Touts are so insistent that 5 separate tailors have your exact measurements before you've walked more than 50 metres. Politeness will only get you so far, so you try stern no's for awhile then finally, you just have to completely ignore all of them. I have an added advantage though. My appearance belies my friendly personality and people often think I am one request for a tuk-tuk ride away from dolling out some obligation free head-butts.
My black leg contributes somewhat to this misunderstanding, and I guess I am not surprised by the degree of attention it gets. Most people are probably thinking 'what the fuck?' or 'why the fuck?', and the bold few try to stop me to ask questions about it. No matter what answer I give, it leads to a sales pitch of some description. “Oh, so you've been to India huh? Our tailor is Indian, would you like to buy a suit? Here's my business card, when you buy, you buy from me, promise?”
Unfortunately, my lungs will probably end up a similar colour to my leg if I stay too long. Bangkok has a pollution problem that makes everyday living like snorkelling with a muffler. Part of the appeal of coming to Asia was to give my lungs a rest from living more like a Rastafarian than a Buddhist. Against Simon's admonitions,one night in Ko Samui was given a herbal make-over but I've felt far better off for abstaining.

### Tasks for this exercise
A) Decide whether each statement below agrees with the Bangkok passage, answering yes or no and quoting the words from the Bangkok passage that settle it. (i) Five tailors have the writer's measurements within the first 50 meters of walking. (ii) The writer's lungs have already turned the same color as the writer's leg. (iii) The writer has felt better for not smoking.
B) List every place name in the Bangkok passage, in the order they appear.
C) Carry the Bangkok passage forward from its last sentence, keeping the same voice.

### Material supplied
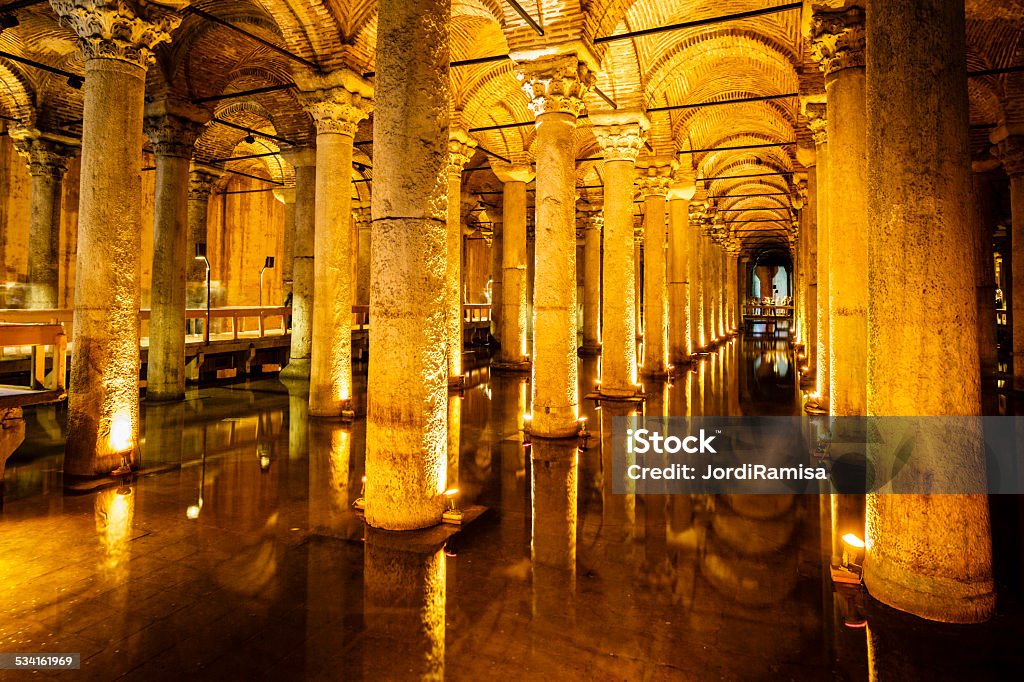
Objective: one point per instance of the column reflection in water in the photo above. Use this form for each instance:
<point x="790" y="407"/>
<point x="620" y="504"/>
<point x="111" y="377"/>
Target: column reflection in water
<point x="163" y="431"/>
<point x="404" y="591"/>
<point x="114" y="512"/>
<point x="555" y="468"/>
<point x="334" y="585"/>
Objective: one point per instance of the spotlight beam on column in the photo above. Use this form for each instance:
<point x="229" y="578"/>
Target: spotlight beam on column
<point x="698" y="23"/>
<point x="251" y="131"/>
<point x="525" y="16"/>
<point x="245" y="93"/>
<point x="265" y="43"/>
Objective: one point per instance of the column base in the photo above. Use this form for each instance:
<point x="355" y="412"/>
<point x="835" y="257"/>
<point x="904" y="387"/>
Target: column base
<point x="504" y="366"/>
<point x="815" y="408"/>
<point x="931" y="597"/>
<point x="296" y="370"/>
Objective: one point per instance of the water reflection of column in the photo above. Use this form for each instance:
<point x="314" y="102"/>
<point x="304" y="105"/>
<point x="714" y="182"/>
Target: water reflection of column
<point x="554" y="465"/>
<point x="403" y="609"/>
<point x="163" y="430"/>
<point x="114" y="511"/>
<point x="331" y="482"/>
<point x="332" y="566"/>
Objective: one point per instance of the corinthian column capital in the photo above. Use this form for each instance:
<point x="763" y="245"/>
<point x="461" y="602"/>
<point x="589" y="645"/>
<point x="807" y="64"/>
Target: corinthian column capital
<point x="122" y="30"/>
<point x="655" y="177"/>
<point x="43" y="155"/>
<point x="817" y="121"/>
<point x="621" y="134"/>
<point x="337" y="100"/>
<point x="838" y="39"/>
<point x="556" y="84"/>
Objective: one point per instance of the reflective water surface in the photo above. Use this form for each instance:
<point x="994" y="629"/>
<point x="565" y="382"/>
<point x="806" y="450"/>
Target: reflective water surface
<point x="240" y="555"/>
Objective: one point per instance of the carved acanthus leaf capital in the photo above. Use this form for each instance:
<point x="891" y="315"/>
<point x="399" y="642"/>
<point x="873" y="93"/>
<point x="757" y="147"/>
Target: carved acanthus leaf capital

### Written responses
A)
(i) Yes: "5 separate tailors have your exact measurements before you've walked more than 50 metres."
(ii) No: "my lungs will probably end up a similar colour to my leg if I stay too long."
(iii) Yes: "I've felt far better off for abstaining."

B) India, Bangkok, Asia, Ko Samui

C)
The main reason why I was in Bangkok was to obtain a Vietnam visa. I tried to book one on-line, as well as a flight to Hanoi, only to discover I had brought an expired credit card away with me. Minor events too numerous to mention snowballed from there and I was left grinning moronically while twitching and trying to figure out how to find a positive in it all. Suffering the consequences of a lack of organisation is an all too familiar feeling that I thought I would have gotten used to by now. My desire to throw all my toys out of my cot shows that I'm still an infant in the face of adversity.
Fortunately the flight could be booked with a debit card but I had to go to the Vietnamese embassy myself. I requested a 3 month visa just to give myself some leeway with my no-plan plans. I paid the price for something similar and received a one month visa instead. I would have sternly protested with the now cashed-up consulate but he looked like the sort of guy who had a history of interrogating G.I.'s with extreme prejudice.
Formalities completed I turned my attention to designing the next tattoo. Ideas in my head were not translating into discernible images, so more ink has been postponed till the end of the trip, money permitting. And with that, it is time to start the trip in earnest as I finally head off to visit a new Asian mistress; Vietnam.